JOBS:
**1.** In the READ_CSV text, what does the header parameter do?
**2.** Carry the READ_CSV text forward from its final line.

GIVEN PASSAGE:

★ ★ ★ ★ ★ ★ ★

This is important because it highlights how built-in table-valued functions like READ_CSV can seamlessly integrate with other language constructs and features. For instance, you can use READ_CSV not only for exploration but also for ingestion by combining it with other SQL operations, such as INSERT INTO t SELECT * FROM read_csv(...). This demonstrates that the capabilities provided during data ingestion are inherently part of the function itself, streamlining workflows and reducing the need for separate ingestion-specific references.

Example: Previewing a CSV File

SELECT * 
FROM READ_CSV('s3://firebolt-sample-datasets-public-us-east-1/nyc_sample_datasets/nycparking/csv/17C226C1CB54CCC9_1_0_0.csv')
LIMIT 10;

This query reads the first 10 rows of the specified CSV file. You can also configure additional parameters such as:

header: Skips the first row if the CSV file includes headers.
delimiter: Specifies the character that separates values (e.g., commas for CSV files).

★ ★ ★ ★ ★ ★ ★

(Point labels for objects)
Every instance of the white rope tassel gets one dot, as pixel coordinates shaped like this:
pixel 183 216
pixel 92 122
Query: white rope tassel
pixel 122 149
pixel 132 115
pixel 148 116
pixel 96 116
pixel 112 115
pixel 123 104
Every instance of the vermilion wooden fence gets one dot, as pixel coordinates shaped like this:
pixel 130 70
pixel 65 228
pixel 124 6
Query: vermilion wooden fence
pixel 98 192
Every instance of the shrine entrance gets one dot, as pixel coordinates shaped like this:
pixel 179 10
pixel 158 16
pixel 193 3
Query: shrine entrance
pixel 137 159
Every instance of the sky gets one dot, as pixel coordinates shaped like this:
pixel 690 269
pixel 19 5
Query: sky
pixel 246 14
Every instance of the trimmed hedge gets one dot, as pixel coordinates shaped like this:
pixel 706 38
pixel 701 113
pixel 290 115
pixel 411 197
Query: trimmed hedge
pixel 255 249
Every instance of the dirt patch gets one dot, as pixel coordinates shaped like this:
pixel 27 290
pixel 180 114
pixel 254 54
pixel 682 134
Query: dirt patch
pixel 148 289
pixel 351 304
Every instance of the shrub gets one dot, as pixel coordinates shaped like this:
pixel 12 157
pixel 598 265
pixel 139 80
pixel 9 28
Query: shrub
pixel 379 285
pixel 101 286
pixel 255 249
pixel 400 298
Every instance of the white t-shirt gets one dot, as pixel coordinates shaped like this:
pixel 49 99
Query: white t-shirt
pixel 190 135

★ ★ ★ ★ ★ ★ ★

EXPECTED ANSWERS:
**1.** It skips the first row if the CSV file includes headers.

**2.**
How This Helps

Reading CSV data before ingestion allows you to:

Check for proper formatting (e.g., ensuring no missing delimiters).
Verify the integrity of the data.
Ensure that the data types are consistent with your target schema (e.g., numeric values where expected).
Experiment with different formatting options and examine the outputs

Explore the data before ingestion to prevent common errors like column misalignments or incorrect data types that often occur when ingesting CSV files directly.

3. Exploring Parquet Data

For columnar data formats like Parquet, which are commonly used for large datasets due to their efficiency in storage and querying, Firebolt provides the READ_PARQUET function. This allows you to explore the structure of a Parquet file and ensure its schema matches your expectations.

Example: Previewing a Parquet File

SELECT * 
FROM READ_PARQUET('s3://firebolt-sample-datasets-public-us-east-1/ecommerce_primer/parquet/ecommerce_2_3_94.gz.parquet')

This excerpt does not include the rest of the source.